#### [PAGE EXTRACT]
===

When Will It Finally End?

Unless there is a sudden drop in demand, the chip shortage will not be over anytime soon, analysts said. 

Most industry executives warn the shortage will likely not ease before the second half of 2022, with some products continuing to be delayed by a deficiency of chips in 2023.

“Demand remains robust across most system markets but inventory levels by the middle of the year and slower economic activity in the second half could be what ultimately eases the constraints," said Mario Morales, VP of semiconductor research at IDC, in a January report. 

Although the chip shortages are broad-based, the companies feeling the pain most acutely are those trying to buy chips based on long-lasting legacy nodes, specifically microcontrollers widely used in cars as well as a wide range of analog and power management ICs.

The industry is warning these constraints will not be resolved for some time. GlobalFoundries, the largest U.S.-based contract chip maker, said that wafer capacity for its more mature nodes is sold out through 2023 even as it plans to boost its production capacity by 50% in the same span.

Varying levels of availability also mean different industries and even companies in the same industry will regain access to components at different rates, said Glenn O'Donnell, VP of research at consulting firm Forrester, said in a 2021 report. He said widespread shortages could soften for some sectors, such as PCs and consumer electronics, in 2022, while weighing on others, such as cars.

The route out of the global chip shortage is complicated by the supply chain's vastness, which leaves it exposed to unpredictable events, according to Avnet VP of global supplier development Peggy Carrieres.

The components in an average chip, from the intellectual property used to design it to the blank wafers used to build it, can travel 25,000 miles and cross over 70 international borders before a customer gets its hands on the final chip, according to a report released by the Global Semiconductor Alliance in 2020.

A disruption at any point in the supply chain—caused by a once-in-a-century pandemic, a massive fire at a fab, or sanctions imposed as part of a trade war—can snag production, straining supply and hiking prices.

What’s Being Done About It?

Once the world falls into a chip shortage, little can be done to address it in the short term, at least on the part of the semiconductor industry. Besides boosting production rates, chip makers have started hiking prices and adjusting their order books.

===

#### [RAW DATA]
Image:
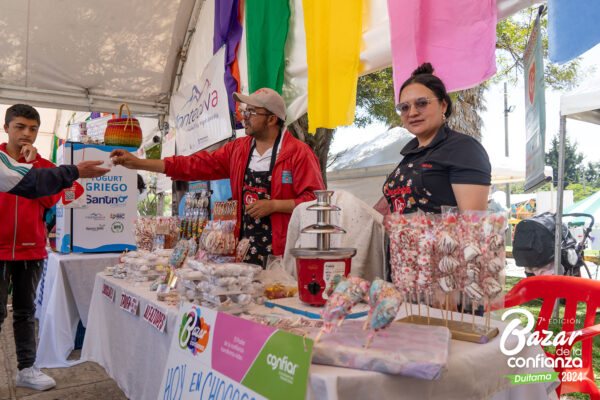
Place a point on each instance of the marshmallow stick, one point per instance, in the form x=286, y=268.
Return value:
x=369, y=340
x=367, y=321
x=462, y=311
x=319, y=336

===

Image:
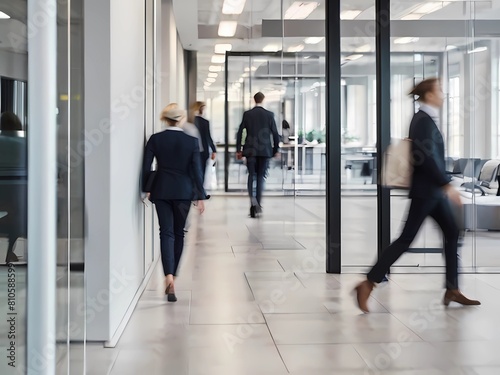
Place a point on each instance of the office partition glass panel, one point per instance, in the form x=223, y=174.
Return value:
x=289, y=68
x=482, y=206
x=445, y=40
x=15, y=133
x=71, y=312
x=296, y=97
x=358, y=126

===

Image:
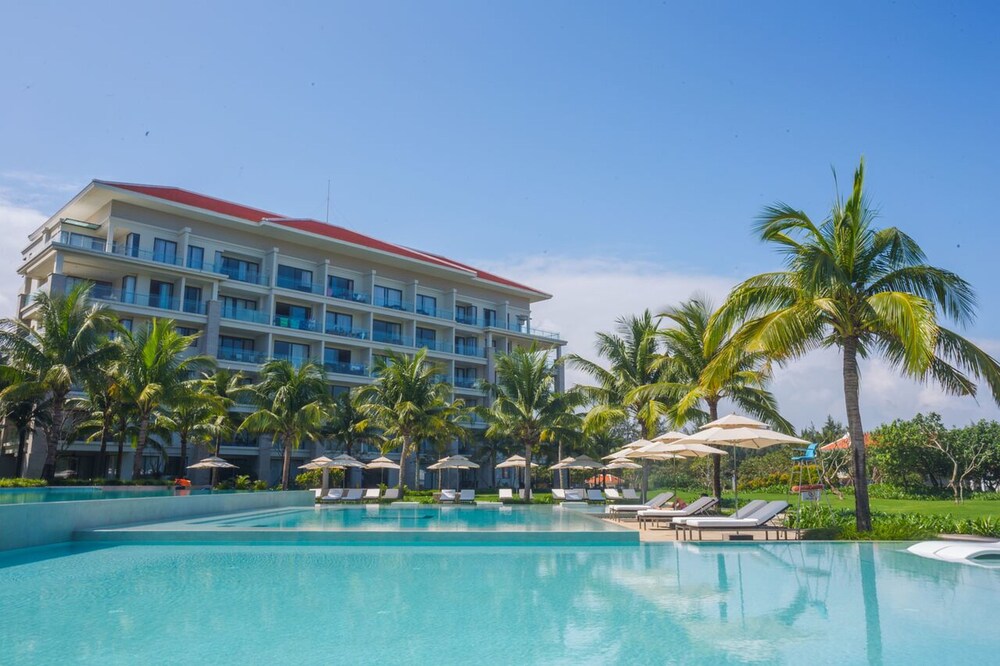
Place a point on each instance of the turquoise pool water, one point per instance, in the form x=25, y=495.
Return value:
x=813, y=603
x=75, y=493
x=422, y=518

===

#### [WORK ORDER 1]
Answer these questions from the chip shortage text:
(a) Which company says wafer capacity for its more mature nodes is sold out through 2023?
(b) According to the 2020 Global Semiconductor Alliance report, how many miles can the components in an average chip travel?
(c) Besides boosting production rates, what two steps have chip makers started taking?
#### [WORK ORDER 2]
Transcribe everything in the chip shortage text from "The components in" down to "Alliance in 2020.".

#### [TASK OUTPUT 1]
(a) GlobalFoundries
(b) 25,000 miles
(c) Hiking prices and adjusting their order books

#### [TASK OUTPUT 2]
The components in an average chip, from the intellectual property used to design it to the blank wafers used to build it, can travel 25,000 miles and cross over 70 international borders before a customer gets its hands on the final chip, according to a report released by the Global Semiconductor Alliance in 2020.